- _Lines of data_:
◇ ◇ ◇ ◇ ◇

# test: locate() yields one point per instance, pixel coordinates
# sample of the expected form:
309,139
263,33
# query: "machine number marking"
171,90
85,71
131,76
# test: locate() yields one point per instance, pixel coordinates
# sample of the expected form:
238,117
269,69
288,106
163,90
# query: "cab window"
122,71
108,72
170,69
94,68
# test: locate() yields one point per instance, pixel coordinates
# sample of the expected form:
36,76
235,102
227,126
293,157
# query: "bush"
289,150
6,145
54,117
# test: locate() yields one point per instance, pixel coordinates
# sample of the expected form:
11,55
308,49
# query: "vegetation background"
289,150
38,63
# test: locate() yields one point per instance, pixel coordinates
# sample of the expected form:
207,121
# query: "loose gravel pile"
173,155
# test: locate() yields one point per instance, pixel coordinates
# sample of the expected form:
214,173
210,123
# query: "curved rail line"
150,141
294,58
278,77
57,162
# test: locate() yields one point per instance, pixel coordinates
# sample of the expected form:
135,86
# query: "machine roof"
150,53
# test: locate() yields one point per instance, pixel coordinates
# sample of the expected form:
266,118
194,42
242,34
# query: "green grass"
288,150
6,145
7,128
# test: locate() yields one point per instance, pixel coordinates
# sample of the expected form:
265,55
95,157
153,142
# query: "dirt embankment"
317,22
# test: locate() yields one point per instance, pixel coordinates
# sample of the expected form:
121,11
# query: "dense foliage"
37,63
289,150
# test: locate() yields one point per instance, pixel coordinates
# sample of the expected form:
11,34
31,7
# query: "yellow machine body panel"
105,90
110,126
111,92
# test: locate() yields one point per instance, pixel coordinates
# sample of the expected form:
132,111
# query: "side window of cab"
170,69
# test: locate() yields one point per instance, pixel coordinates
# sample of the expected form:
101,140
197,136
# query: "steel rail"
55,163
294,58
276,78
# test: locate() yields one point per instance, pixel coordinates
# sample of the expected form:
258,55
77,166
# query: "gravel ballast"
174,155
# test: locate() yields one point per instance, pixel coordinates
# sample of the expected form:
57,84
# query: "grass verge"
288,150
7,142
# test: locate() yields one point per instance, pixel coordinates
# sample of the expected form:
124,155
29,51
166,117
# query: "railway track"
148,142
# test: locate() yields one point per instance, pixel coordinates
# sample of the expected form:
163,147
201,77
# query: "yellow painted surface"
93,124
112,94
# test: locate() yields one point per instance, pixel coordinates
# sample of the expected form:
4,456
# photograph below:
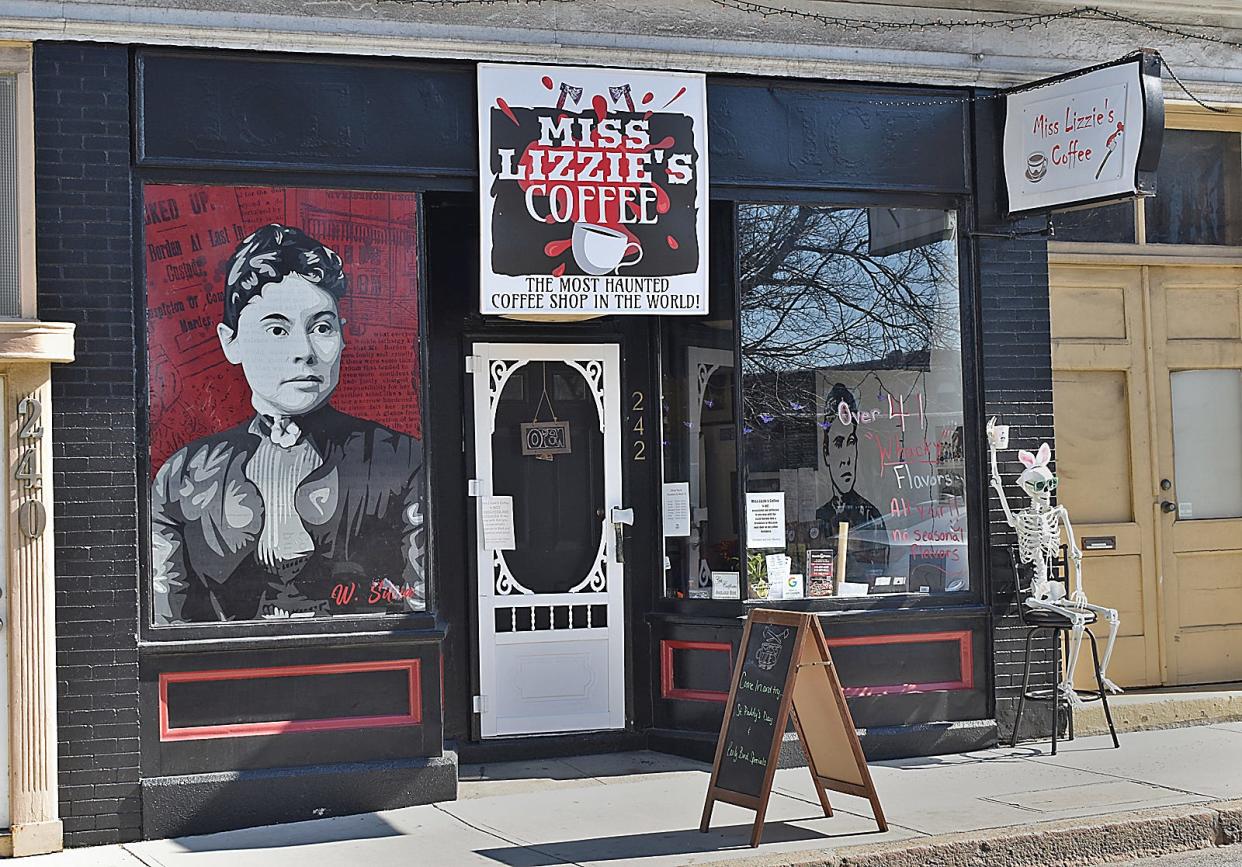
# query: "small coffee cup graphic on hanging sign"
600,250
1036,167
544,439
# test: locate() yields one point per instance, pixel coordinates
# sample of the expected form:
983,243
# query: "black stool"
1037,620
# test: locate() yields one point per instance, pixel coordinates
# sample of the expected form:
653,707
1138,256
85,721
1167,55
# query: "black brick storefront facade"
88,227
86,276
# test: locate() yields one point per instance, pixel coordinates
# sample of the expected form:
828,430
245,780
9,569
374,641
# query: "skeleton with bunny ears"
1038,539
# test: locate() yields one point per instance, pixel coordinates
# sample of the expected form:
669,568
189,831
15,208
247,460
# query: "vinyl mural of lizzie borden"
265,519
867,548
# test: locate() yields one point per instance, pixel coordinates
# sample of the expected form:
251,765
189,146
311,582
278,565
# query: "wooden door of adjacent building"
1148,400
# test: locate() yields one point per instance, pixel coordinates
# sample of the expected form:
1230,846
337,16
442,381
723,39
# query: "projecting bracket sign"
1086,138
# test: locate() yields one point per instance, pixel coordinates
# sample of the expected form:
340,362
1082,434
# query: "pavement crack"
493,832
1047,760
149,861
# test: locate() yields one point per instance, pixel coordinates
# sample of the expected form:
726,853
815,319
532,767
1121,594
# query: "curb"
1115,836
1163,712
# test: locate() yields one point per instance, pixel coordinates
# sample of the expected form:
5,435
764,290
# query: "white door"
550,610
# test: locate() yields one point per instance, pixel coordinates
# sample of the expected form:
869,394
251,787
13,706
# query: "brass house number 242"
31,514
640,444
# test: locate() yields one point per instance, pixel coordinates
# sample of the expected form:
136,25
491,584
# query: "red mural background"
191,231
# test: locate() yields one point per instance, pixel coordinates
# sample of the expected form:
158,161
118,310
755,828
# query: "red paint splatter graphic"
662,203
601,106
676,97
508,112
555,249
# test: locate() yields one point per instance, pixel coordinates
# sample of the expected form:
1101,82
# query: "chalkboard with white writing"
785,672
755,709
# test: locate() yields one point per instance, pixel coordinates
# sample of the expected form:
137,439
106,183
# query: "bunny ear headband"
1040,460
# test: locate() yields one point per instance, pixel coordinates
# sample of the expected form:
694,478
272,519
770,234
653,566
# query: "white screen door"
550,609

◇ ◇ ◇ ◇ ◇

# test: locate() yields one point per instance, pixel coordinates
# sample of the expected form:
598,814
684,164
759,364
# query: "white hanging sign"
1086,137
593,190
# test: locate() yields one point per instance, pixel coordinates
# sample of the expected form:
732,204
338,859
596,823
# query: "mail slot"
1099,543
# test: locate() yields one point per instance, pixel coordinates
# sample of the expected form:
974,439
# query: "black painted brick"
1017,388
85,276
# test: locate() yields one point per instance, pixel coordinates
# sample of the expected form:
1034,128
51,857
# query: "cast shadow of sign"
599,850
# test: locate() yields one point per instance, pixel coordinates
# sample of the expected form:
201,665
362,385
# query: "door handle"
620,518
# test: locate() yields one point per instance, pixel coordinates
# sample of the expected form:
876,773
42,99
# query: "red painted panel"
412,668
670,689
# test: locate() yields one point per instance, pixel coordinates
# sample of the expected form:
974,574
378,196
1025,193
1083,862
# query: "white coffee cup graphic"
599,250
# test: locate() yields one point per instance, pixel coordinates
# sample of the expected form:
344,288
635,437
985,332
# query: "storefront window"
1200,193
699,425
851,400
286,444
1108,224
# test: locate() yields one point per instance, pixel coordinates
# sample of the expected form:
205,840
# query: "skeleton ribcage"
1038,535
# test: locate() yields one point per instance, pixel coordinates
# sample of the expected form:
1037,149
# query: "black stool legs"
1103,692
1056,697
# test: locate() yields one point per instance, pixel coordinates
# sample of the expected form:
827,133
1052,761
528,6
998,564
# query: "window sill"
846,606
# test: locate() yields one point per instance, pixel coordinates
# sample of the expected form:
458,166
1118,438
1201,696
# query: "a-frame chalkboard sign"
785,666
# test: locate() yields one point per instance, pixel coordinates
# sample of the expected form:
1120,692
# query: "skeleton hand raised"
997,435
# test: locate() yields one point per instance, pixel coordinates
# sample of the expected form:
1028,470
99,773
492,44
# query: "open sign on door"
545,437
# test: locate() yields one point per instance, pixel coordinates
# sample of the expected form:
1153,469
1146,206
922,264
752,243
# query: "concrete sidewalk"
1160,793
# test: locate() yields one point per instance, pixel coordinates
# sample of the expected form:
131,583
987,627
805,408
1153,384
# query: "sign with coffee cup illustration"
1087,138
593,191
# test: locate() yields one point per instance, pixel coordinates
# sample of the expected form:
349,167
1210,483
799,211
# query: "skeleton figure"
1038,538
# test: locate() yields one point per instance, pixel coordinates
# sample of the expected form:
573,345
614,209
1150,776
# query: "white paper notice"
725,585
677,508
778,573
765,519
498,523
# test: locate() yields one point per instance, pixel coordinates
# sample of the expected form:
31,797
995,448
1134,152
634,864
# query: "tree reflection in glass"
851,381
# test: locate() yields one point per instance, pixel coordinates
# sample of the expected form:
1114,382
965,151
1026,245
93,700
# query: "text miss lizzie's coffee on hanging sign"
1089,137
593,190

◇ ◇ ◇ ◇ ◇

- _YOUR GOAL_:
Show each line above that contains the string "lizzie". Case counts.

- _RESPONSE BELOW_:
# query: "vinyl mural of lizzie borden"
# query: "text miss lizzie's coffee on hanging sign"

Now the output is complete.